§ O QUE PRODUZIR: Retome o texto sobre a live de Jorge Drexler e continue a escrita logo depois da última frase.

§ TRECHO DO TEXTO:
---
Acompanhei no último domingo (5) a live cheia de ternura de Jorge Drexler, transmitida de Madri, com recados significativos para os brasileiros, para seus patrícios uruguaios e para sua imensa legião de fãs sul-americanos, entre os quais me incluo desde que ouvi pela primeira vez La Edad del Cielo. Conheci a música de Drexler por sugestão da querida amiga Fernanda Zaffari, que hoje encanta os londrinos com seu multitalento de jornalista e mãe do Rocco e da Lola. Mais do que cantor – advertiu-me a colega –, ele é um poeta.
Agora pude constatar que, mais do que um poeta, ele é um sujeito simpático e solidário. Foi emocionante ver, por exemplo, a forma carinhosa com a qual Drexler tratou os componentes da equipe que o apoiou no seu show solitário. Para cada um dos 18 técnicos e produtores, dedicou agradecimentos elogiosos, seguidos de abraços compatíveis com o atual protocolo de distanciamento social. A convalescênça da covid-19, que contraiu na Espanha na fase mais aguda da pandemia, parece tê-lo deixado ainda mais sensível.
Até mesmo na mensagem aos brasileiros foi delicado, apesar do teor levemente crítico: “Cuidem-se, independentemente da visão oficial”, disse. O médico Drexler também fez questão de homenagear e enaltecer a ciência, lembrando que ela deve ser colocada acima da política, especialmente num momento angustiante como o que a humanidade está vivendo.
---
§ DADOS GUARDADOS:
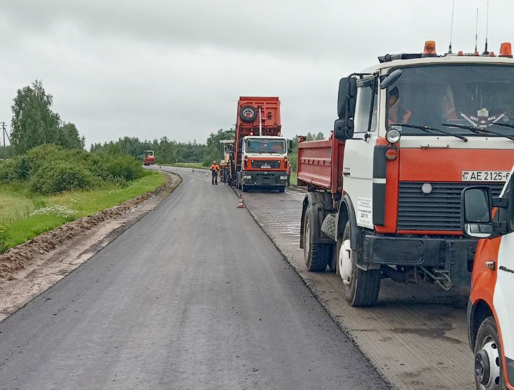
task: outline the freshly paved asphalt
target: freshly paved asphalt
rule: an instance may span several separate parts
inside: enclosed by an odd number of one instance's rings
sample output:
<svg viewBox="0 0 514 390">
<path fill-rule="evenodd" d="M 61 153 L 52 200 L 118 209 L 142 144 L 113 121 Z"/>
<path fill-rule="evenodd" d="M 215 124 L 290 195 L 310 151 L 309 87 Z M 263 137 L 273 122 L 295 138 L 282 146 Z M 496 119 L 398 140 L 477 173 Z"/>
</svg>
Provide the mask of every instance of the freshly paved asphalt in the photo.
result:
<svg viewBox="0 0 514 390">
<path fill-rule="evenodd" d="M 0 323 L 0 389 L 387 389 L 228 187 L 183 181 Z"/>
</svg>

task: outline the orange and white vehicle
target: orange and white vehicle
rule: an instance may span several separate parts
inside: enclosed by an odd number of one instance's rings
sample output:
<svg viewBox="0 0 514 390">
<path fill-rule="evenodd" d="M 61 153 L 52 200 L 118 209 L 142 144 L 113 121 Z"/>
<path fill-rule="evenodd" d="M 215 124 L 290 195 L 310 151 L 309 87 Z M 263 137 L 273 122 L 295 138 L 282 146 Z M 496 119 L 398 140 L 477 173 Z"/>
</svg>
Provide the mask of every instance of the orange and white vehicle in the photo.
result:
<svg viewBox="0 0 514 390">
<path fill-rule="evenodd" d="M 275 96 L 240 96 L 237 102 L 230 181 L 244 192 L 250 187 L 274 188 L 287 183 L 286 140 L 281 135 L 280 100 Z"/>
<path fill-rule="evenodd" d="M 498 196 L 514 161 L 514 60 L 386 55 L 339 81 L 328 140 L 298 144 L 307 185 L 300 242 L 309 271 L 327 265 L 353 306 L 375 304 L 381 281 L 470 285 L 477 239 L 464 237 L 461 194 Z"/>
<path fill-rule="evenodd" d="M 144 151 L 143 165 L 155 165 L 155 155 L 153 153 L 153 151 Z"/>
<path fill-rule="evenodd" d="M 476 248 L 467 330 L 476 388 L 514 390 L 514 191 L 513 171 L 499 198 L 491 188 L 462 193 L 462 228 Z"/>
</svg>

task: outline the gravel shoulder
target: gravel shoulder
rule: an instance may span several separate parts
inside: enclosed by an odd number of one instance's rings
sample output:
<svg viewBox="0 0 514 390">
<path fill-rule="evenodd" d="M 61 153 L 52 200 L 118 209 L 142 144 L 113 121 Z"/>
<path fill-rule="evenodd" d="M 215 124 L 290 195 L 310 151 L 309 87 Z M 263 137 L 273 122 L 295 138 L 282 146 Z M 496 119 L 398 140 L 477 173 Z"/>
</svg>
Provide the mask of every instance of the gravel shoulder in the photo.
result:
<svg viewBox="0 0 514 390">
<path fill-rule="evenodd" d="M 236 191 L 238 193 L 238 192 Z M 341 278 L 309 272 L 299 248 L 305 192 L 250 192 L 244 203 L 332 318 L 390 382 L 405 390 L 474 388 L 473 354 L 467 344 L 469 289 L 444 291 L 434 284 L 382 281 L 376 307 L 355 308 Z"/>
<path fill-rule="evenodd" d="M 166 183 L 155 191 L 65 224 L 0 255 L 0 322 L 153 210 L 181 181 L 165 173 Z"/>
</svg>

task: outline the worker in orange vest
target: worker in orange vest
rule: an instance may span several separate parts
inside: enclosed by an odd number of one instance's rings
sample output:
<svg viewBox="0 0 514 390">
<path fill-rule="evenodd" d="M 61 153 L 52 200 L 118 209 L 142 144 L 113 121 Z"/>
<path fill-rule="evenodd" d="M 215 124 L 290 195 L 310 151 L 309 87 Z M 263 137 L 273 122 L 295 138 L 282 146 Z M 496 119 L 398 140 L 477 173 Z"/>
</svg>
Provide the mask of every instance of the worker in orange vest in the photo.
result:
<svg viewBox="0 0 514 390">
<path fill-rule="evenodd" d="M 287 163 L 287 168 L 285 170 L 285 173 L 287 174 L 287 187 L 291 185 L 291 174 L 293 173 L 293 166 L 291 163 Z"/>
<path fill-rule="evenodd" d="M 216 161 L 213 161 L 211 166 L 211 172 L 212 172 L 212 185 L 215 184 L 218 185 L 218 171 L 220 170 L 220 167 L 216 164 Z"/>
</svg>

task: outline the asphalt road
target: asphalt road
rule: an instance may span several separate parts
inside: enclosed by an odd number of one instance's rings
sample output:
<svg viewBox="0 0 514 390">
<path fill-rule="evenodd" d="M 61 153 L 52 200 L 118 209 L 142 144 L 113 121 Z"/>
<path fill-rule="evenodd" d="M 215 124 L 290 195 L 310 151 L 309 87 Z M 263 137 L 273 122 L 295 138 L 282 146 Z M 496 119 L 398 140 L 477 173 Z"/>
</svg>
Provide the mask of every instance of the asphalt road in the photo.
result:
<svg viewBox="0 0 514 390">
<path fill-rule="evenodd" d="M 205 172 L 0 323 L 0 389 L 386 389 Z"/>
<path fill-rule="evenodd" d="M 445 291 L 433 281 L 402 285 L 382 281 L 374 307 L 355 308 L 344 298 L 341 278 L 328 270 L 309 272 L 299 248 L 305 193 L 252 191 L 244 204 L 331 317 L 400 390 L 474 389 L 474 358 L 467 343 L 469 288 Z"/>
</svg>

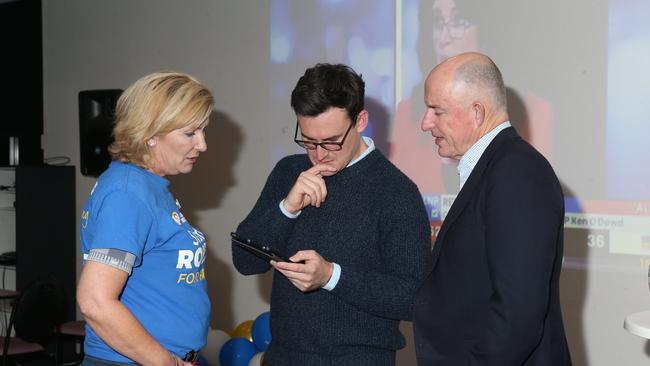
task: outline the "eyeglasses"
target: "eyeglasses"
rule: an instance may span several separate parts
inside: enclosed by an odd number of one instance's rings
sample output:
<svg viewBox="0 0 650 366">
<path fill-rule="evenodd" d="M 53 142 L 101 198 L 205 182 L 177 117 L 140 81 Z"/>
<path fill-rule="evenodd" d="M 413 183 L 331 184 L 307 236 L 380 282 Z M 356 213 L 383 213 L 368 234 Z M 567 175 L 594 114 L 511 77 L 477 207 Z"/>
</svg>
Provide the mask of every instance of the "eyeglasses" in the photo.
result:
<svg viewBox="0 0 650 366">
<path fill-rule="evenodd" d="M 433 31 L 440 34 L 446 28 L 449 38 L 452 39 L 463 38 L 465 31 L 471 26 L 472 24 L 465 19 L 454 18 L 447 21 L 442 16 L 433 18 Z"/>
<path fill-rule="evenodd" d="M 298 144 L 298 146 L 304 147 L 307 150 L 316 150 L 316 147 L 320 146 L 321 148 L 327 151 L 339 151 L 343 148 L 343 143 L 345 142 L 345 138 L 348 137 L 348 133 L 350 133 L 352 126 L 353 124 L 352 122 L 350 122 L 350 127 L 348 127 L 348 130 L 345 131 L 345 135 L 343 135 L 343 139 L 341 139 L 340 142 L 333 142 L 333 141 L 314 142 L 314 141 L 298 140 L 299 124 L 298 122 L 296 122 L 296 132 L 293 134 L 293 141 L 295 141 L 296 144 Z"/>
</svg>

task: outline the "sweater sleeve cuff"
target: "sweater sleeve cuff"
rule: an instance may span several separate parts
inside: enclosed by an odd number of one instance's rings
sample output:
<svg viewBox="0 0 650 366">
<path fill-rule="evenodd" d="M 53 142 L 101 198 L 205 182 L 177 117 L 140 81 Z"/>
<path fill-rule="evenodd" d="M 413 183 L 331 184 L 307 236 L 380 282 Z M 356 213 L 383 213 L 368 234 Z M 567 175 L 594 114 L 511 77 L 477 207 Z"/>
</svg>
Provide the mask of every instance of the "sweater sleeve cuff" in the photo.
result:
<svg viewBox="0 0 650 366">
<path fill-rule="evenodd" d="M 288 217 L 290 219 L 295 219 L 302 212 L 302 210 L 301 210 L 301 211 L 296 212 L 295 214 L 292 214 L 291 212 L 287 211 L 287 209 L 284 208 L 284 200 L 280 201 L 280 211 L 282 211 L 284 216 L 286 216 L 286 217 Z"/>
<path fill-rule="evenodd" d="M 332 264 L 334 265 L 334 269 L 332 270 L 332 277 L 330 277 L 330 280 L 327 281 L 325 286 L 323 286 L 323 289 L 327 291 L 334 290 L 334 287 L 336 287 L 336 284 L 339 283 L 339 279 L 341 278 L 341 266 L 336 263 Z"/>
</svg>

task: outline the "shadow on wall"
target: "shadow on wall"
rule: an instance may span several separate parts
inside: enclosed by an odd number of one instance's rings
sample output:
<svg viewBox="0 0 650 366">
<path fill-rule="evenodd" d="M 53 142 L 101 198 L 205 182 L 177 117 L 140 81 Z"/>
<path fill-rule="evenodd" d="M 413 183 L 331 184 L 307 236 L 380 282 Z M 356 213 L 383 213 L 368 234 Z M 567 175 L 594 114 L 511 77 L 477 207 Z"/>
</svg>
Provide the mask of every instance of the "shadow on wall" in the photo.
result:
<svg viewBox="0 0 650 366">
<path fill-rule="evenodd" d="M 241 129 L 225 113 L 212 112 L 206 128 L 208 150 L 199 156 L 192 173 L 171 177 L 171 189 L 182 204 L 183 215 L 190 223 L 197 225 L 198 211 L 221 206 L 221 200 L 228 189 L 235 185 L 233 166 L 239 157 L 243 135 Z M 228 233 L 223 237 L 207 238 L 209 247 L 230 246 Z M 233 267 L 208 250 L 205 259 L 208 295 L 212 303 L 211 327 L 233 329 L 232 309 Z"/>
<path fill-rule="evenodd" d="M 526 104 L 514 89 L 510 87 L 506 89 L 510 123 L 524 140 L 533 144 L 532 131 L 536 129 L 530 125 L 531 118 L 527 112 Z M 547 151 L 540 152 L 548 153 Z M 549 156 L 550 154 L 545 155 Z M 565 198 L 575 197 L 575 193 L 569 187 L 562 182 L 560 184 Z M 573 211 L 576 211 L 575 208 L 572 209 Z M 577 211 L 582 212 L 582 209 Z M 588 362 L 583 324 L 589 259 L 585 239 L 584 233 L 576 233 L 574 230 L 569 232 L 565 230 L 564 232 L 564 264 L 560 277 L 560 301 L 564 329 L 574 365 L 587 365 Z"/>
<path fill-rule="evenodd" d="M 388 141 L 388 128 L 391 122 L 388 110 L 385 105 L 372 98 L 366 98 L 365 107 L 370 117 L 372 131 L 369 132 L 372 133 L 372 140 L 375 142 L 375 147 L 379 149 L 384 156 L 388 156 L 388 149 L 390 146 L 390 142 Z M 366 131 L 368 130 L 366 129 Z M 366 133 L 363 133 L 363 135 L 366 135 Z"/>
</svg>

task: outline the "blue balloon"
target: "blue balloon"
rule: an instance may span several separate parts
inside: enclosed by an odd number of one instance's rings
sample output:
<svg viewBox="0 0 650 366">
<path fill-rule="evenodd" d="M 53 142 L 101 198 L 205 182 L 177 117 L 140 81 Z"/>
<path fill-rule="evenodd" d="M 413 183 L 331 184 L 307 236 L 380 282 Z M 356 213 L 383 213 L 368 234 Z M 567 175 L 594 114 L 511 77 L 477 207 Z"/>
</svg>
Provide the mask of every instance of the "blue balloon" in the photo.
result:
<svg viewBox="0 0 650 366">
<path fill-rule="evenodd" d="M 257 348 L 248 339 L 230 338 L 221 346 L 219 363 L 221 366 L 248 366 L 257 352 Z"/>
<path fill-rule="evenodd" d="M 199 353 L 199 366 L 210 366 L 208 364 L 208 360 L 203 356 L 202 354 Z"/>
<path fill-rule="evenodd" d="M 253 322 L 253 329 L 251 331 L 253 335 L 253 343 L 260 352 L 266 352 L 266 349 L 269 348 L 271 343 L 271 313 L 265 312 L 260 314 L 260 316 L 255 319 Z"/>
</svg>

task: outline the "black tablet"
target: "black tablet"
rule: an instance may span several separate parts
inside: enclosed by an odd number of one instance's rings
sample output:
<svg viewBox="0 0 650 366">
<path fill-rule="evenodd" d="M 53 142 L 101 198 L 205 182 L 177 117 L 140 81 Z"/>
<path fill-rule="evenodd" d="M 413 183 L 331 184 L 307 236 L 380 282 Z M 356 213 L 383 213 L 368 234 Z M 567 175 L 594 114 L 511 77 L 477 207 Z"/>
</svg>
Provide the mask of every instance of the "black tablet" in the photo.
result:
<svg viewBox="0 0 650 366">
<path fill-rule="evenodd" d="M 230 237 L 232 238 L 233 243 L 237 244 L 240 248 L 247 250 L 266 261 L 291 262 L 288 258 L 271 249 L 268 245 L 255 243 L 251 239 L 242 238 L 236 233 L 230 233 Z"/>
</svg>

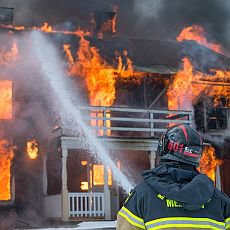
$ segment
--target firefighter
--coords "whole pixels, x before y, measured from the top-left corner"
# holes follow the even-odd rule
[[[117,215],[117,230],[230,229],[230,200],[197,167],[199,133],[189,125],[169,128],[159,140],[159,165],[143,173]]]

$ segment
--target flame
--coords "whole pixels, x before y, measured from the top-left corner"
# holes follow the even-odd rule
[[[35,139],[26,143],[27,154],[31,160],[35,160],[38,157],[38,143]]]
[[[217,53],[223,54],[222,47],[219,44],[209,42],[205,37],[204,28],[198,25],[193,25],[184,28],[177,37],[177,41],[182,42],[185,40],[196,41],[200,45],[206,46]]]
[[[15,58],[18,55],[18,47],[17,43],[14,41],[12,44],[12,48],[10,50],[0,50],[0,65],[6,65],[12,60],[15,60]]]
[[[6,140],[0,140],[0,200],[11,199],[11,161],[14,158],[13,147]]]
[[[44,22],[44,25],[41,27],[41,31],[50,33],[53,31],[52,26],[48,24],[48,22]]]
[[[115,82],[118,76],[143,76],[142,73],[134,73],[132,61],[128,58],[128,52],[123,51],[126,65],[123,64],[121,56],[118,57],[117,68],[109,65],[100,55],[99,50],[91,47],[85,39],[87,33],[76,31],[80,36],[79,49],[76,53],[76,61],[70,50],[69,44],[64,44],[63,48],[69,61],[70,76],[81,76],[85,79],[86,87],[89,91],[91,106],[111,106],[115,100]],[[103,113],[92,113],[91,117],[102,118]],[[109,112],[106,117],[110,117]],[[92,126],[103,127],[102,120],[91,120]],[[106,127],[110,127],[110,121],[106,121]],[[107,131],[107,135],[110,135]],[[98,135],[103,135],[103,130],[99,130]]]
[[[174,76],[167,91],[170,110],[191,109],[192,102],[201,93],[213,97],[215,106],[218,105],[221,97],[230,98],[230,86],[218,84],[230,80],[230,71],[212,69],[210,70],[212,74],[205,74],[195,71],[187,57],[182,61],[183,67]],[[211,84],[212,82],[213,84]]]
[[[12,81],[0,81],[0,119],[12,119]]]
[[[71,53],[71,46],[64,44],[63,49],[66,52],[66,57],[69,62],[69,75],[82,77],[85,79],[86,87],[89,92],[89,102],[91,106],[111,106],[115,100],[115,83],[118,77],[128,78],[135,76],[141,78],[144,73],[135,72],[132,61],[128,58],[128,52],[123,51],[125,64],[122,61],[121,55],[118,56],[117,68],[109,65],[100,55],[96,47],[91,47],[88,40],[85,39],[89,33],[78,30],[75,32],[80,37],[79,49],[76,53],[76,60]],[[91,117],[102,118],[101,112],[92,113]],[[109,112],[106,117],[110,117]],[[92,126],[103,126],[102,120],[91,120]],[[110,127],[110,121],[106,122],[106,127]],[[107,131],[107,135],[110,135]],[[98,132],[103,135],[103,130]]]
[[[93,165],[93,185],[104,185],[104,165]],[[108,169],[108,185],[112,185],[112,170]]]
[[[215,181],[216,167],[221,163],[222,160],[216,159],[215,149],[212,146],[205,146],[200,160],[199,170]]]

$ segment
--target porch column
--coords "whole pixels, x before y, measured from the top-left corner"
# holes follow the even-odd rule
[[[47,195],[47,167],[46,167],[47,153],[43,156],[43,195]]]
[[[62,149],[62,220],[69,220],[69,199],[67,188],[67,156],[68,150]]]
[[[221,191],[221,176],[220,176],[220,166],[216,167],[216,187]]]
[[[111,200],[108,185],[108,167],[104,166],[104,197],[105,197],[105,220],[111,220]]]
[[[156,167],[156,152],[155,151],[150,151],[149,154],[149,160],[150,160],[150,168],[155,168]]]

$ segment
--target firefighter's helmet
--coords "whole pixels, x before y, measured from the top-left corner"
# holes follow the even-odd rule
[[[170,127],[159,140],[157,154],[162,160],[177,161],[198,166],[202,155],[200,134],[189,125]]]

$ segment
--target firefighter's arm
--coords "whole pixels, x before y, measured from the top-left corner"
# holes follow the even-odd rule
[[[225,229],[230,230],[230,198],[225,196],[225,207],[224,207],[224,216],[225,216]]]
[[[130,224],[123,216],[117,215],[117,230],[140,230],[139,227],[136,227]]]
[[[142,218],[142,199],[133,190],[117,214],[117,230],[145,229]]]

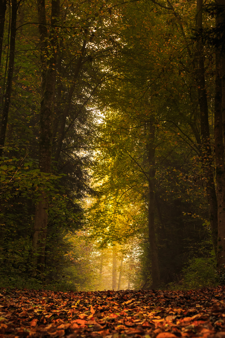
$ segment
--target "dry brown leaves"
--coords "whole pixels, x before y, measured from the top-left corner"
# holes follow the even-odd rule
[[[225,338],[225,288],[0,294],[0,338]]]

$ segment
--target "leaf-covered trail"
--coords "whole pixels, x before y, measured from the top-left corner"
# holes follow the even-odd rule
[[[225,287],[87,292],[6,290],[0,338],[225,338]]]

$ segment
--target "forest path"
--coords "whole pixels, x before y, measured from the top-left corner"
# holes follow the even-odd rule
[[[225,287],[0,291],[0,338],[225,338]]]

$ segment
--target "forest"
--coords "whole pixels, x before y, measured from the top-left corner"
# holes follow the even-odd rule
[[[225,34],[224,0],[0,0],[0,287],[225,284]]]

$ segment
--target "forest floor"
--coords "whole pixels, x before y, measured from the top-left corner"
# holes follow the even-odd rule
[[[225,287],[0,292],[0,338],[225,338]]]

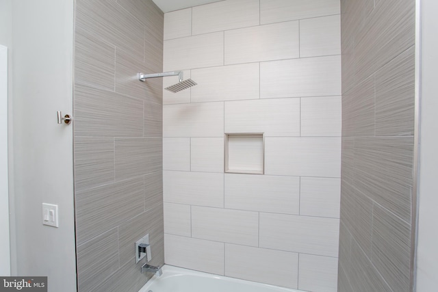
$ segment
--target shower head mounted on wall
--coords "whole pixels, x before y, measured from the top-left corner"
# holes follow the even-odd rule
[[[183,90],[187,88],[190,88],[192,86],[194,86],[196,84],[198,84],[190,79],[183,81],[183,71],[171,71],[171,72],[164,72],[162,73],[153,73],[153,74],[138,73],[138,80],[143,82],[144,81],[144,79],[146,79],[148,78],[164,77],[166,76],[178,75],[179,79],[179,83],[164,88],[165,90],[172,92],[173,93],[178,92],[179,91]]]

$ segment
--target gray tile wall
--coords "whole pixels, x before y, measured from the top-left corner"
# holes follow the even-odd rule
[[[77,0],[74,159],[78,290],[138,291],[134,242],[163,265],[164,16],[151,0]],[[150,276],[150,275],[149,276]]]
[[[339,291],[410,289],[415,4],[341,1]]]

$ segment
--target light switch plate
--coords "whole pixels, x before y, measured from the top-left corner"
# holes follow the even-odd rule
[[[42,203],[42,224],[59,227],[57,204]]]

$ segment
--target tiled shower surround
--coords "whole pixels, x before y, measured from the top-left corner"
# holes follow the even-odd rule
[[[342,0],[339,292],[410,290],[415,0]]]
[[[138,291],[134,243],[164,261],[163,13],[150,0],[76,0],[74,154],[79,291]],[[151,275],[148,275],[150,278]]]
[[[164,15],[164,70],[198,83],[163,94],[166,263],[337,291],[340,20],[339,0]],[[224,133],[264,133],[264,174],[224,173]]]

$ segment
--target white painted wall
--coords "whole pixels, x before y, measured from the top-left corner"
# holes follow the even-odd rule
[[[11,274],[11,245],[10,243],[10,222],[13,224],[13,217],[10,220],[10,204],[8,189],[13,189],[9,183],[13,176],[8,176],[8,142],[9,152],[12,155],[12,139],[8,139],[8,127],[10,135],[12,123],[8,115],[8,107],[12,108],[12,0],[0,1],[0,275]],[[3,47],[4,46],[4,47]],[[6,66],[6,67],[5,67]],[[9,94],[8,94],[9,92]],[[9,97],[8,97],[9,95]],[[8,119],[10,122],[8,123]],[[12,166],[12,159],[9,159]],[[8,181],[8,180],[10,180]],[[13,204],[12,204],[13,206]],[[11,213],[12,214],[12,213]],[[12,270],[15,265],[12,263]]]
[[[422,0],[422,101],[417,291],[438,287],[438,2]]]
[[[17,274],[49,276],[49,291],[75,291],[73,127],[73,1],[12,1],[14,168]],[[60,227],[42,224],[59,205]]]

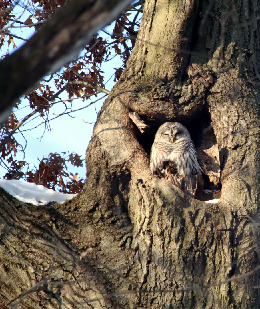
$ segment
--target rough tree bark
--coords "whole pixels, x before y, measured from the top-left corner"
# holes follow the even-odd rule
[[[259,307],[260,3],[245,2],[146,2],[94,128],[84,192],[40,208],[2,195],[7,307]],[[217,204],[151,175],[152,136],[131,111],[152,129],[178,121],[197,147],[217,145]]]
---
§ RESULTADO DA TAREFA:
Aliás, a ciência foi representada no espetáculo por uma alegoria inteligente e divertida. Antes de interpretar Abracadabra, Drexler colocou em funcionamento um Pêndulo de Newton, dispositivo formado por bolinhas de metal que se entrechocam continuamente depois de um pequeno impulso, demonstrando na prática a teoria da transmissão e da conservação de energia. O pêndulo marcou o ritmo da canção e serviu de gancho para uma fala sobre Galileu Galilei e Lavoiser, este último inspiração para a letra de Todo se Transforma.
A arte, a inteligência e a sensibilidade de Drexler transformaram o domingo de pandemia num dia mais agradável para todos os que se deixaram embalar pela poesia de suas canções.